• Text shown
All of Washington is waiting with bated breath for tomorrow’s Supreme Court ruling on the constitutionality of Obamacare.
I’m on record predicting not only that the Court will rule it constitutional, but that it will do so by a rare 6-3 margin:
I predict the Court will rule 6-3 to upholdthe constitutionality of what is bound to go down in history as the most important achievement of any U.S. president since the Civil Rights bill President Lyndon Johnson signed into law in 1964.
(“Supreme Court To Rule on Landmark Healthcare Reform,” The iPINIONS Journal, November 23, 2011)
And I’m all too mindful that I am one of only a handful of lawyers/commentators in America who hold this view.
If I am right, it will be because two of the five conservatives (namely, Chief Justice Roberts and Justice Kennedy) joined with the four liberals (namely, Justices Ginsburg, Breyer, Sotomayor, and Kagan) in honoring a long-settled legal precedent, which holds that congressional legislation should be ruled constitutional if it concerns the regulation of interstate commerce and addresses a compelling government interest – such as affordable healthcare.
If I am wrong, it will only be because the conservatives (namely, Justices Kennedy, Thomas, Roberts, and Alito) were all swayed by the bombastically ideological reasoning of arch-conservative Justice Scalia, which holds that judicial precedent (to say nothing of original intent) is irrelevant where legislation championed by this (uppity) president is concerned. In which case the Court will rule Obamacare unconstitutional by a partisan margin of 5-4 – a la Bush v. Gore 2000.
Incidentally, it is a long-established practice for justices to impugn and ridicule the judicial reasoning of fellow members of the Court. But it is unheard of for a justice to impugn and ridicule the political reasoning of a sitting president the way Scalia did on Monday in the Court’s ruling on the Arizona immigration law. His impudence is particularly galling given that the majority of his fellow justices actually affirmed President Obama’s reasoning in this case, and that his diatribe against the president had nothing to do with Obamacare. This is just one of many examples I can proffer to show why Scalia should be regarded as little more than a political hack in judicial garb.

• Data segment
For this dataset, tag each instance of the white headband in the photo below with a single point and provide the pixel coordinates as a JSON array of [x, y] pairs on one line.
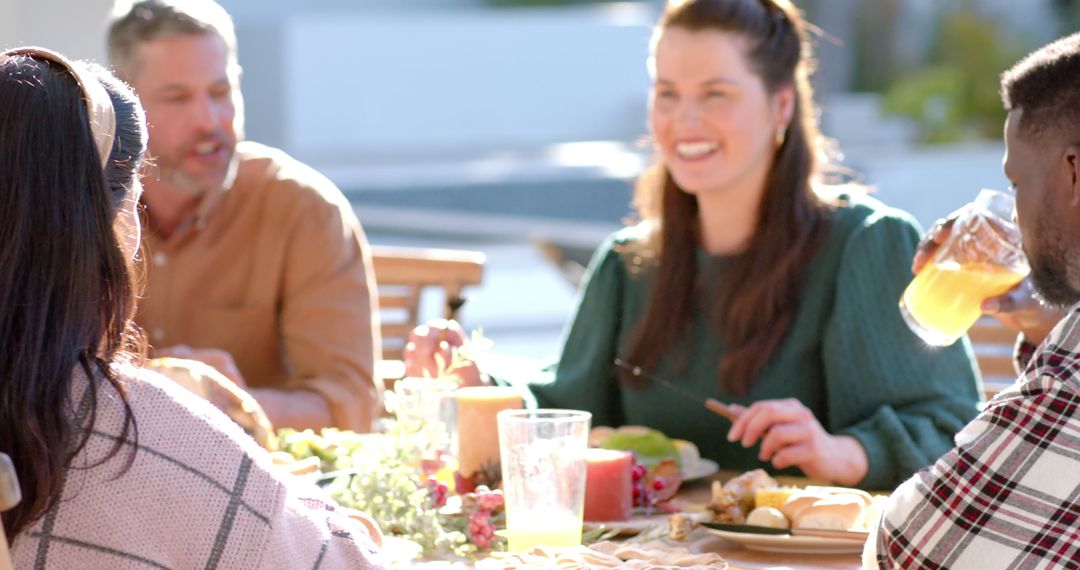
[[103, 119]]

• Set of tasks
1/ In the post on the Obamacare ruling, copy everything from "And I’m all" down to "as affordable healthcare.".
2/ According to the post on the Obamacare ruling, which two conservative justices would have to join the four liberals for the writer's prediction to prove right?

• Results
1/
And I’m all too mindful that I am one of only a handful of lawyers/commentators in America who hold this view.
If I am right, it will be because two of the five conservatives (namely, Chief Justice Roberts and Justice Kennedy) joined with the four liberals (namely, Justices Ginsburg, Breyer, Sotomayor, and Kagan) in honoring a long-settled legal precedent, which holds that congressional legislation should be ruled constitutional if it concerns the regulation of interstate commerce and addresses a compelling government interest – such as affordable healthcare.

2/ Chief Justice Roberts and Justice Kennedy.